L'État et Sanofi conservent 50 %.

La cession a rapidement suscité une vive polémique en France, où le Doliprane est un médicament emblématique et très consommé. Politiques, syndicats et citoyens ont exprimé leur inquiétude quant à la souveraineté sanitaire, à la sécurité de l'approvisionnement et au maintien des emplois industriels sur le territoire, dans un contexte de pénurie de médicaments.

Plusieurs députés ont demandé au gouvernement de bloquer la vente, estimant "que cette opération pose un enjeu très préoccupant pour notre sécurité nationale", allant à l'encontre des politiques de relocalisation et de lutte contre les pénuries de médicaments, portées notamment après la crise du Covid-19. Le gouvernement a exigé des garanties sur le maintien du siège d'Opella en France, la pérennité des sites de production et la sécurisation de l'approvisionnement en paracétamol, tout en enclenchant la procédure de contrôle des investissements étrangers.

Le projet de Sanofi a par la même occasion provoqué des mouvements sociaux sur les sites de production du Doliprane, notamment à Lisieux et Compiègne. Les syndicats CGT et CFDT ont lancé des grèves pour "défendre les acquis sociaux et la préservation des emplois", dénonçant un "manque de dialogue avec la direction" et une "communication insuffisante" sur les conséquences de la vente. Si la grève a été temporairement suspendue sur certains sites par les employés en apprenant que l'État avait affirmé avoir "obtenu des garanties extrêmement fortes", elle s'est poursuivie ailleurs.

Il est à rappeler la promiscuité de Sanofi avec le pouvoir, notamment Emmanuel Macron, et l'on pourra se souvenir que c'est Serge Wienberg à la tête de Sanofi jusqu'en 2023 qui l'aura aidé à rejoindre Rothschild, société dont il était administrateur. Ce même Wienberg qui a présidé la réunion du Club Dolder (club très influent et encore plus fermé que Bilderberg réunissant les dirigeants des plus grandes entreprises pharmaceutiques mondiales) à Paris  le 9 juillet 2018 à l'Élysée en présence d'Emmanuel Macron.

10 milliards pour qui ? 10 milliards pour quoi ?

La décision est actée depuis ce mercredi. Sanofi a annoncé avoir officialisé la vente de 50 % de sa filiale Opella. "Sanofi a reçu un montant net total en numéraire de l'ordre de 10 milliards d'euros" à l'issue de cette opération, selon un communiqué du géant pharmaceutique publié à l'issue de l'assemblée générale des actionnaires.

Le labo français conserve une participation de 48,2 % dans Opella. La banque publique d'investissement Bpifrance détiendra une participation de 1,8 %, souligne le communiqué. Un montant qui s'expliquerait par le besoin d'apporter des garanties, notamment la participation de l'État dans les décisions stratégiques du groupe, sans pour autant dissuader les investisseurs potentiels lors des négociations. Les 50 % restants sont ainsi cédés au fonds américain CD&R.
★ ★ ★ ★ ★
TRAVAIL DEMANDÉ —
(1) D'après le texte source, quelle participation dans Opella la banque publique Bpifrance détiendra-t-elle ?
(2) Citez le passage du texte source qui va de « 10 milliards pour qui ? » jusqu'à « fonds américain CD&R. ».
La liste qui suit n'est pas nécessaire pour cet exercice.

DONNÉES FOURNIES —
★ ★ ★ ★ ★
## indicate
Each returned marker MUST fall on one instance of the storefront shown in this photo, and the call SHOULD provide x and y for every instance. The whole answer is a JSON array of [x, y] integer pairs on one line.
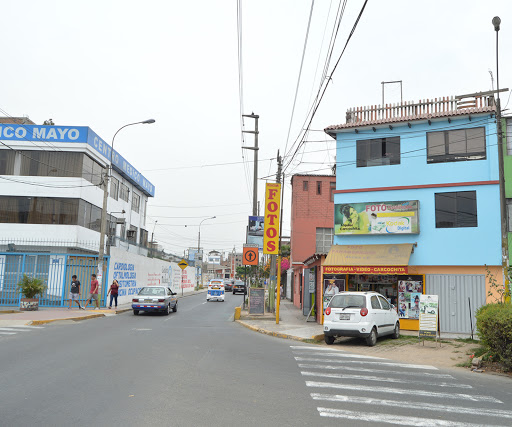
[[379, 268]]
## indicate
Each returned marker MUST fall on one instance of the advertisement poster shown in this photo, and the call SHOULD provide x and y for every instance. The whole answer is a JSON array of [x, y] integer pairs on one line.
[[332, 287], [429, 311], [399, 217], [409, 294]]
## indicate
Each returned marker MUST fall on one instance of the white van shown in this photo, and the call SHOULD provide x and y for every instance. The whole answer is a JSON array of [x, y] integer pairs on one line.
[[215, 290]]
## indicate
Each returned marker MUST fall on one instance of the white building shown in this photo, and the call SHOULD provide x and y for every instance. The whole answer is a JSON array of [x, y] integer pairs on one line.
[[51, 194]]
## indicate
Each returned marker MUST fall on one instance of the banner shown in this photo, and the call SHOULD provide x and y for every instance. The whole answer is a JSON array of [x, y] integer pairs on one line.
[[376, 218], [272, 216], [429, 310]]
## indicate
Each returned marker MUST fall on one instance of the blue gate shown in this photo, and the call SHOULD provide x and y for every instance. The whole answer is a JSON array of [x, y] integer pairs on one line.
[[55, 270]]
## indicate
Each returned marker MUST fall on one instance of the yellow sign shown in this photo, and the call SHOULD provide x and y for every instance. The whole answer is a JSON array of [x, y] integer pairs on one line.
[[272, 216]]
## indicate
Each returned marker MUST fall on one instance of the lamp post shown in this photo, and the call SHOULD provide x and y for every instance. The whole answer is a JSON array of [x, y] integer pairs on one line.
[[496, 21], [199, 246], [103, 227]]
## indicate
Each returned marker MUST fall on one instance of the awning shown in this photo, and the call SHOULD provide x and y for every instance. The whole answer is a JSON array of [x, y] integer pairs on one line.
[[394, 257]]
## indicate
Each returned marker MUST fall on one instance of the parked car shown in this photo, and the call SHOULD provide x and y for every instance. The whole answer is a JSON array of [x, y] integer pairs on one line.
[[228, 285], [155, 298], [238, 287], [367, 315]]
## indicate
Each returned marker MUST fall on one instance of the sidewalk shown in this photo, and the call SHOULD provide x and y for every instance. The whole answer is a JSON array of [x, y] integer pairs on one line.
[[11, 316]]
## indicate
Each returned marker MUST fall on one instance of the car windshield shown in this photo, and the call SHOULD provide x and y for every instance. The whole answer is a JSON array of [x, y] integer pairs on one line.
[[346, 301], [158, 292]]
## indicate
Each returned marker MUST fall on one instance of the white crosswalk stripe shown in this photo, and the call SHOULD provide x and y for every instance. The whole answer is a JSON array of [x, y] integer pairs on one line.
[[431, 396]]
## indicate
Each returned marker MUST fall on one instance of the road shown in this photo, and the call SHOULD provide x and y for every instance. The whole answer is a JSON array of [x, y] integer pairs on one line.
[[197, 367]]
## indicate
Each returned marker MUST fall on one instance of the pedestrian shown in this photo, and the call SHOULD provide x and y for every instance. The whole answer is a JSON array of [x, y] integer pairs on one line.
[[74, 292], [93, 294], [113, 291]]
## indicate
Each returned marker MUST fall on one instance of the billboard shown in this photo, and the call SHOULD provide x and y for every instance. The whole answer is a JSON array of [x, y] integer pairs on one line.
[[255, 231], [272, 215], [400, 217]]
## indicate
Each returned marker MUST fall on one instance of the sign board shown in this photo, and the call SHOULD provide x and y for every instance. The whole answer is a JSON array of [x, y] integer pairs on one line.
[[429, 315], [272, 216], [250, 255], [399, 217], [256, 300]]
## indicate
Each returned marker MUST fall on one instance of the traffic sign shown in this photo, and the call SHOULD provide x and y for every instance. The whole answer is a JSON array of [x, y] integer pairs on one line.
[[250, 255]]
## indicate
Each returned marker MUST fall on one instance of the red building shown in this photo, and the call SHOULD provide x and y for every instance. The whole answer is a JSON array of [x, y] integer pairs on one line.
[[312, 222]]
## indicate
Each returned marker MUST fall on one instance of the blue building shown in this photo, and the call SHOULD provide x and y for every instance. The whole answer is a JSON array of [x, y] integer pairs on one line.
[[417, 206]]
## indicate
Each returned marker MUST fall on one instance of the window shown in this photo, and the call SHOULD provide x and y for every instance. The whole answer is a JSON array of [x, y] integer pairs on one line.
[[135, 202], [378, 152], [456, 145], [332, 189], [114, 188], [324, 238], [457, 209], [124, 192]]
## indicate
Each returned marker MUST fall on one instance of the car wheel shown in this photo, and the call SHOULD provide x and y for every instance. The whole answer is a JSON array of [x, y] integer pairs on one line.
[[372, 338], [396, 332]]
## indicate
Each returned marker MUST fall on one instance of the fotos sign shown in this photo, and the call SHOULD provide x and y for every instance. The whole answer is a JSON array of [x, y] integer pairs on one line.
[[399, 217], [272, 216]]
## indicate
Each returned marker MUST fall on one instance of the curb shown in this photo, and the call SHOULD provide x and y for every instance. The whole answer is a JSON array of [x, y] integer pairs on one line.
[[90, 316], [313, 340]]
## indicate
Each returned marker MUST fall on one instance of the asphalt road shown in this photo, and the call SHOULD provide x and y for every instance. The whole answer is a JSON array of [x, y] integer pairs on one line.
[[197, 367]]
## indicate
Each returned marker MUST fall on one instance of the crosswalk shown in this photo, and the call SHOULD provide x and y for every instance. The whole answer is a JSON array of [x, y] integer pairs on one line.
[[374, 390], [15, 329]]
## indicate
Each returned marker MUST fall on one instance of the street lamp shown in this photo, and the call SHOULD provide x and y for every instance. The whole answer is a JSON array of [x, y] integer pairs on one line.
[[103, 227], [496, 21], [199, 247]]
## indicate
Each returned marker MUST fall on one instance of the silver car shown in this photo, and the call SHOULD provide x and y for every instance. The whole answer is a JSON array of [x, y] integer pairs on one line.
[[155, 298]]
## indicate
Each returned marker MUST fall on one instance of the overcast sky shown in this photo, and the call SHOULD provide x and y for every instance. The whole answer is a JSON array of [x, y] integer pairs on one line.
[[104, 64]]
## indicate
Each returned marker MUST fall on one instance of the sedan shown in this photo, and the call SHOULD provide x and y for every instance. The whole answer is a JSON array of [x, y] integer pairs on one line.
[[155, 298]]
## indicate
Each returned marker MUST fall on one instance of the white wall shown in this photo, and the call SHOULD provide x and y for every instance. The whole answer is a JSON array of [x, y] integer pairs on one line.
[[134, 271]]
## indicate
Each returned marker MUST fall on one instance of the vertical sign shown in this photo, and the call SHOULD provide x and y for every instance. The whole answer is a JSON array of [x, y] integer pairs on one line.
[[272, 215]]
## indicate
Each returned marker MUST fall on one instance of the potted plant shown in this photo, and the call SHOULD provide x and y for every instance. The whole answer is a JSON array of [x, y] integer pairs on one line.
[[30, 287]]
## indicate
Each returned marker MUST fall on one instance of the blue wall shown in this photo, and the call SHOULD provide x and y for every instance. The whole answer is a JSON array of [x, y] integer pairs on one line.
[[436, 246]]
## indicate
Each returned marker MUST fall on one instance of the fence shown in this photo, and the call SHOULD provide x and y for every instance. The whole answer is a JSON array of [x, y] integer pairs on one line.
[[55, 270]]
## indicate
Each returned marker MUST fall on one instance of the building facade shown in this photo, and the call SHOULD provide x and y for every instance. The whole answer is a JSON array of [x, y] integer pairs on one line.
[[417, 207]]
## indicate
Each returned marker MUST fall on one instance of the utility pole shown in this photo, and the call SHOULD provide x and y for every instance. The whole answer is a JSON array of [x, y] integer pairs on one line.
[[255, 149]]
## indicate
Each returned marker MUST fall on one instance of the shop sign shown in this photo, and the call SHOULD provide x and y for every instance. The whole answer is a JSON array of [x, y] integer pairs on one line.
[[384, 269], [429, 315], [400, 217], [272, 215]]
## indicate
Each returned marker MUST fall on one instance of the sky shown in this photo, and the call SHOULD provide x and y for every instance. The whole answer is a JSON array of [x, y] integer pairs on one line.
[[103, 64]]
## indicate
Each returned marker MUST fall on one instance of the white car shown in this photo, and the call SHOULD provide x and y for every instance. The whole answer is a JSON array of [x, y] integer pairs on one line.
[[360, 314]]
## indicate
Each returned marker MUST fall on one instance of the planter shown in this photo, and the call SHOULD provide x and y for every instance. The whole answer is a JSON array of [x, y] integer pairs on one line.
[[29, 304]]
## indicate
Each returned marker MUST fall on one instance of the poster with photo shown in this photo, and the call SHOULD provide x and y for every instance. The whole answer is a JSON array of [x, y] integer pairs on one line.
[[409, 294]]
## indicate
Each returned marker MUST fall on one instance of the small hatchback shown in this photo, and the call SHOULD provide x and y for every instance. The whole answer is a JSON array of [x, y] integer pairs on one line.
[[360, 314]]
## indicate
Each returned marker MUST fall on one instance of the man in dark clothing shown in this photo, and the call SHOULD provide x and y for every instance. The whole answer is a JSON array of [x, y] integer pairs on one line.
[[74, 292]]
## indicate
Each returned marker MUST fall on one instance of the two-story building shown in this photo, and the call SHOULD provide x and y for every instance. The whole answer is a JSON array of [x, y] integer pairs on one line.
[[417, 206]]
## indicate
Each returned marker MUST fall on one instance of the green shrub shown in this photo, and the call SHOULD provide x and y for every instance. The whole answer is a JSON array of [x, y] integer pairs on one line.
[[494, 323], [31, 286]]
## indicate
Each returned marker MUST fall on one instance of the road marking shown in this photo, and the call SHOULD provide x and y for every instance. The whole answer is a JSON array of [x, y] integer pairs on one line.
[[377, 389], [411, 405], [348, 355], [380, 379], [374, 371], [390, 419], [398, 365]]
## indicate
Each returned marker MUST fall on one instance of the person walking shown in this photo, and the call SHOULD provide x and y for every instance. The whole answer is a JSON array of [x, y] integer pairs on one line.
[[93, 294], [113, 291], [74, 292]]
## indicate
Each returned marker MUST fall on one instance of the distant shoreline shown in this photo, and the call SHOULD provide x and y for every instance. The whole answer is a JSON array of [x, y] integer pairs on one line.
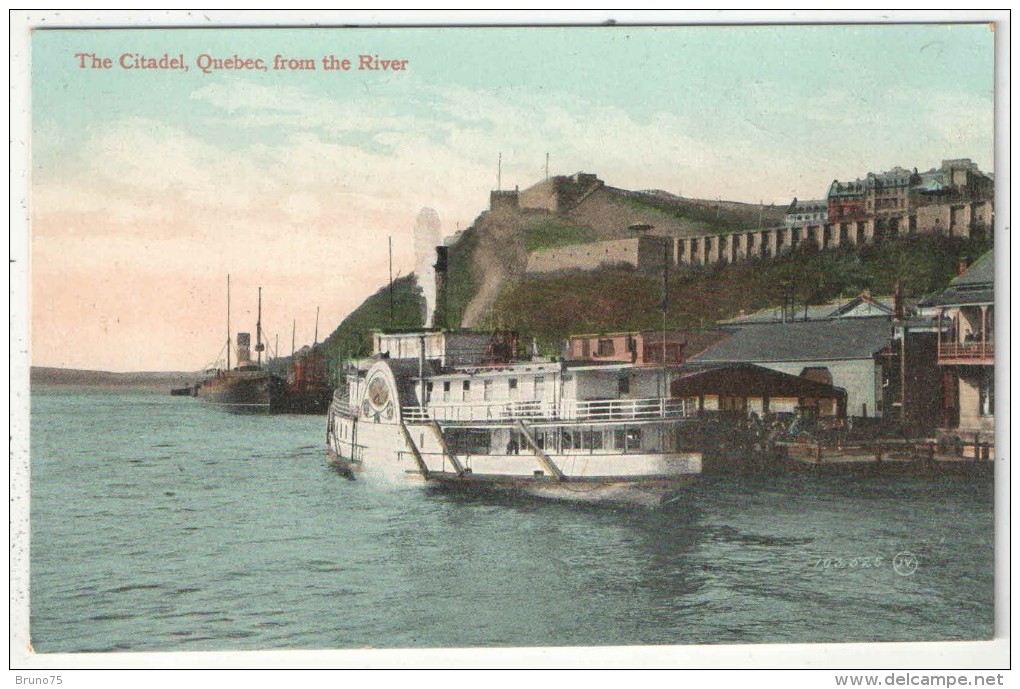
[[107, 379]]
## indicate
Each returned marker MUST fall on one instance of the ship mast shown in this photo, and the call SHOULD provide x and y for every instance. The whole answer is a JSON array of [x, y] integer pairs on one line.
[[258, 330], [227, 321]]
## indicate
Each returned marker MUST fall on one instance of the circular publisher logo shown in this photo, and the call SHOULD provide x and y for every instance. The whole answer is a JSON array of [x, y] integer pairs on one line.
[[905, 563]]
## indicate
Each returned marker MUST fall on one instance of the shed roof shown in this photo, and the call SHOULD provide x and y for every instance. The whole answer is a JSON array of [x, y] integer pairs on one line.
[[975, 286], [802, 341], [748, 380]]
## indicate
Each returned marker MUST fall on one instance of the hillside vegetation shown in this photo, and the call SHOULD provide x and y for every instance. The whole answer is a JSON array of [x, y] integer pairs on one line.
[[551, 306], [488, 286]]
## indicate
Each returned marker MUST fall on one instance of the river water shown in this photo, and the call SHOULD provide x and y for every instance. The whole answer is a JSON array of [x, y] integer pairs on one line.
[[161, 524]]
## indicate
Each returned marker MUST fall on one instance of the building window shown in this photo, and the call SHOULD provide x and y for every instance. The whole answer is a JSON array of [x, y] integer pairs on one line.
[[986, 393], [626, 439]]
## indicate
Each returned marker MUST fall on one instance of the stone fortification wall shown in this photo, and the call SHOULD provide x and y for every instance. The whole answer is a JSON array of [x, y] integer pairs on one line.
[[951, 219]]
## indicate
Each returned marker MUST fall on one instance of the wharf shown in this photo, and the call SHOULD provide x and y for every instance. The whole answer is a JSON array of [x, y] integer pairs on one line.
[[912, 457]]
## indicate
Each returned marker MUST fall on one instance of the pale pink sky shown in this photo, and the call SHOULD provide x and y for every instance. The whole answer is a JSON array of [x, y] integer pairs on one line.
[[149, 188]]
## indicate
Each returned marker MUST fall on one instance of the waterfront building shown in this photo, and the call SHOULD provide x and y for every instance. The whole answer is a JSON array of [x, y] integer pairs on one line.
[[966, 355]]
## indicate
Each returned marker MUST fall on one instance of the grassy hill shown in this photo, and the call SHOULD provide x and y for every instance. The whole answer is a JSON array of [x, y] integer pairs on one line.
[[352, 338], [551, 306], [488, 282]]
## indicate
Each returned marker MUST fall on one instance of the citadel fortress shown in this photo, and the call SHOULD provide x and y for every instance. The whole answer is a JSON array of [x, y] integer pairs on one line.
[[648, 230]]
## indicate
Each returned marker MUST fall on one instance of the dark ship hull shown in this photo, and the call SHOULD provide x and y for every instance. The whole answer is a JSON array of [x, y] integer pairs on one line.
[[245, 391], [311, 399]]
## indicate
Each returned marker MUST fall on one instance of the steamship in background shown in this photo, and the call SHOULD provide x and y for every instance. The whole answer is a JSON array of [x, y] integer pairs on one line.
[[463, 409], [247, 387], [301, 386]]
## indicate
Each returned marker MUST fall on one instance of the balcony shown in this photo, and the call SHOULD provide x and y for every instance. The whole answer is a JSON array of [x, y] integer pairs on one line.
[[974, 353]]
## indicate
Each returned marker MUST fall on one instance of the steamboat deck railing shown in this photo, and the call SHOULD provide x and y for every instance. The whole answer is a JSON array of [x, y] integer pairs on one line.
[[967, 351], [575, 410]]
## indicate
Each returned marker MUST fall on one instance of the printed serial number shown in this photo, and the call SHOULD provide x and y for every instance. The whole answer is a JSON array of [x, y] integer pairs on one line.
[[855, 562]]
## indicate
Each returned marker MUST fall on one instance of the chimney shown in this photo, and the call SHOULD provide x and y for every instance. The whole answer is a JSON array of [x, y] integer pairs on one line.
[[442, 263], [244, 348]]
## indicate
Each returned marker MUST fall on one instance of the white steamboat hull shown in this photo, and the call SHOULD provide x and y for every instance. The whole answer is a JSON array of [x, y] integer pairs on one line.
[[384, 450]]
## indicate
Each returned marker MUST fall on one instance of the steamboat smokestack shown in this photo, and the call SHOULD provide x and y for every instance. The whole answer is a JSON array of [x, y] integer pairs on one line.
[[442, 267], [244, 348]]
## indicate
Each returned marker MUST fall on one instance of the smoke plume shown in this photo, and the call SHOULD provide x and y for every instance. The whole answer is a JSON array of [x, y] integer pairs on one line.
[[427, 235]]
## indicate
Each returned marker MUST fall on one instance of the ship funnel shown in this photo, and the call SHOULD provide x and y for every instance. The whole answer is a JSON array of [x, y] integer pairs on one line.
[[244, 348], [427, 233]]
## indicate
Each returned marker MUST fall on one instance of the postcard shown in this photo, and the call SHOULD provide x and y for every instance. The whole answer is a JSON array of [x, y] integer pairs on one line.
[[631, 337]]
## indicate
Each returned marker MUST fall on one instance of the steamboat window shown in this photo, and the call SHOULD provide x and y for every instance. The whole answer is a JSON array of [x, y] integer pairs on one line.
[[627, 439]]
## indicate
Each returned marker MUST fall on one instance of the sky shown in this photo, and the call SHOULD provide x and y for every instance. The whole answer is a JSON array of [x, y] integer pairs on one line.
[[148, 187]]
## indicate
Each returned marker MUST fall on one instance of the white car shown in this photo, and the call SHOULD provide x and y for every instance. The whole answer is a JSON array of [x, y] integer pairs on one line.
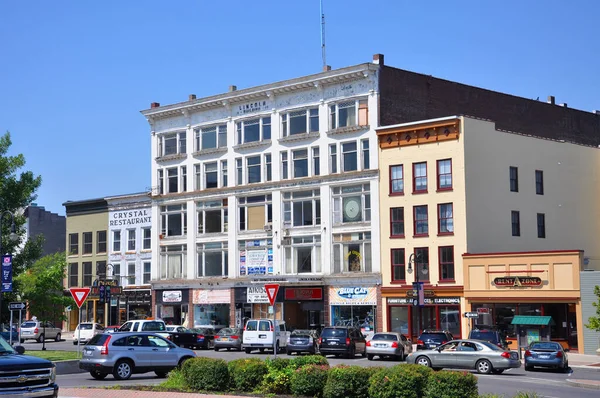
[[85, 331]]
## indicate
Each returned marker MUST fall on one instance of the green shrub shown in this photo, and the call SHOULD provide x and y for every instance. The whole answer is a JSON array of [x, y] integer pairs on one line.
[[300, 361], [247, 373], [347, 382], [309, 380], [446, 384], [208, 374]]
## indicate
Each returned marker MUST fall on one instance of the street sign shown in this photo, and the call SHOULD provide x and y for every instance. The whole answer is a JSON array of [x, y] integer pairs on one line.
[[272, 290], [16, 306], [79, 294]]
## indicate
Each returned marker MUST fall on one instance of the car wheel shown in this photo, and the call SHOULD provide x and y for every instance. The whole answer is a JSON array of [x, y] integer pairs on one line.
[[123, 370], [484, 366], [98, 375], [422, 360]]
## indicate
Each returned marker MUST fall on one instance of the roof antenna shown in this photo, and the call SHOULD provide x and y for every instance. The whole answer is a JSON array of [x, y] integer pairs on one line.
[[323, 37]]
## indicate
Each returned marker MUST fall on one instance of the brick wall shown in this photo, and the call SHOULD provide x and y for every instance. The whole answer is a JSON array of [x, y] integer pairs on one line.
[[407, 97]]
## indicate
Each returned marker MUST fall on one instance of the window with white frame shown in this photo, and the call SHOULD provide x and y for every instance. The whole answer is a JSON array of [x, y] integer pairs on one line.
[[301, 209], [171, 144], [255, 212], [299, 122], [146, 238], [213, 259], [117, 241], [130, 273], [130, 240], [253, 130], [173, 220], [351, 204], [352, 252], [303, 255], [212, 216], [348, 114], [173, 260], [147, 272], [210, 137]]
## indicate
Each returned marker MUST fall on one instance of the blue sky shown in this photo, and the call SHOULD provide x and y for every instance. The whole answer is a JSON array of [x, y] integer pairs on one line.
[[75, 74]]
★ ★ ★ ★ ★
RÉPONSES ATTENDUES —
(1) Bpifrance détiendra une participation de 1,8 % dans Opella.

(2)
10 milliards pour qui ? 10 milliards pour quoi ?

La décision est actée depuis ce mercredi. Sanofi a annoncé avoir officialisé la vente de 50 % de sa filiale Opella. "Sanofi a reçu un montant net total en numéraire de l'ordre de 10 milliards d'euros" à l'issue de cette opération, selon un communiqué du géant pharmaceutique publié à l'issue de l'assemblée générale des actionnaires.

Le labo français conserve une participation de 48,2 % dans Opella. La banque publique d'investissement Bpifrance détiendra une participation de 1,8 %, souligne le communiqué. Un montant qui s'expliquerait par le besoin d'apporter des garanties, notamment la participation de l'État dans les décisions stratégiques du groupe, sans pour autant dissuader les investisseurs potentiels lors des négociations. Les 50 % restants sont ainsi cédés au fonds américain CD&R.